> EXERCISES:
**1.** Answer these questions using the article on Figma's stock:
(a) On what date is Figma's earnings report scheduled?
(b) By what percentage has Figma's stock fallen, and to what price?
(c) In which month did the AI-competition narrative pick up momentum, and which company was the product chatter tied to?
**2.** The article on Figma's stock names some ways AI design tools could affect Figma's business or design workflows. List every one of them.
**3.** Write the next part of the article on Figma's stock, picking up after its final sentence.

> GIVEN TEXT:
· · ·

Figma (FIG) falls as AI-disruption fears linger ahead of May 14 earnings
Figma shares are sliding as investors continue to price in heightened competitive risk from new AI-driven design tools, with sentiment still pressured ahead of the company’s May 14, 2026 earnings report. The stock’s move comes amid a broader post-IPO volatility backdrop, where options activity and positioning have amplified day-to-day swings.
1. What’s moving the stock
Figma (FIG) is down 3.53% to $19.35 as the market keeps focusing on the risk that fast-improving generative-AI design products could compress Figma’s pricing power and slow seat expansion. The decline fits a pattern from recent weeks where the stock has been volatile and sensitive to AI-competition headlines and trader positioning ahead of the next earnings catalyst.
2. The key overhang: AI competition and sentiment
Recent trading has been shaped by growing concern that AI-native tools can produce usable mockups and prototypes faster, potentially shifting parts of design workflows away from traditional collaborative canvases. That narrative picked up momentum in April following new AI-design product chatter tied to Anthropic, pressuring Figma and similar design-exposed names and keeping investors cautious into May.

· · ·

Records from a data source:
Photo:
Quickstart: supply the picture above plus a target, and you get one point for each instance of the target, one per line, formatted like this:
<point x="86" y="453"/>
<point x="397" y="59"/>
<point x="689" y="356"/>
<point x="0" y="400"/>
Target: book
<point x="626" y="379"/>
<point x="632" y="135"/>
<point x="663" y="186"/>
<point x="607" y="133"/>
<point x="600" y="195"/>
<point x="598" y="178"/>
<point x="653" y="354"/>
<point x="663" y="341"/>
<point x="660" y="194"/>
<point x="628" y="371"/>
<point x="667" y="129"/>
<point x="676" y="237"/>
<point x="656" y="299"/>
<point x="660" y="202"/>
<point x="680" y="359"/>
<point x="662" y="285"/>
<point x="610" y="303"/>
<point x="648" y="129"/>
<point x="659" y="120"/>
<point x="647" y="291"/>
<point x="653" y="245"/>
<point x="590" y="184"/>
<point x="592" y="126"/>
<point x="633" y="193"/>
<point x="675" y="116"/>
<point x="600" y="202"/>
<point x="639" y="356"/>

· · ·

> ANSWERS TO THE TASKS:
**1.**
(a) May 14, 2026
(b) 3.53%, to $19.35
(c) April; Anthropic

**2.**
- Compressing Figma's pricing power
- Slowing seat expansion
- Shifting parts of design workflows away from traditional collaborative canvases

**3.**
3. Why the move can look bigger on a quiet news day
With Figma’s next earnings report scheduled for May 14, 2026, short-term flows often dominate: hedging, de-risking, and tactical trades can drive outsized percentage moves even without a single company headline. Unusual options activity has also been a recurring theme for FIG in recent weeks, which can mechanically increase intraday volatility as dealers rebalance exposure.
4. What to watch next
The next major catalyst is Figma’s May 14 earnings release and commentary on AI monetization, competitive positioning, and forward guidance. Investors will be watching for evidence that AI features are driving incremental paid usage (rather than cannibalizing seats) and for any change in demand signals that could validate—or defuse—the current disruption narrative.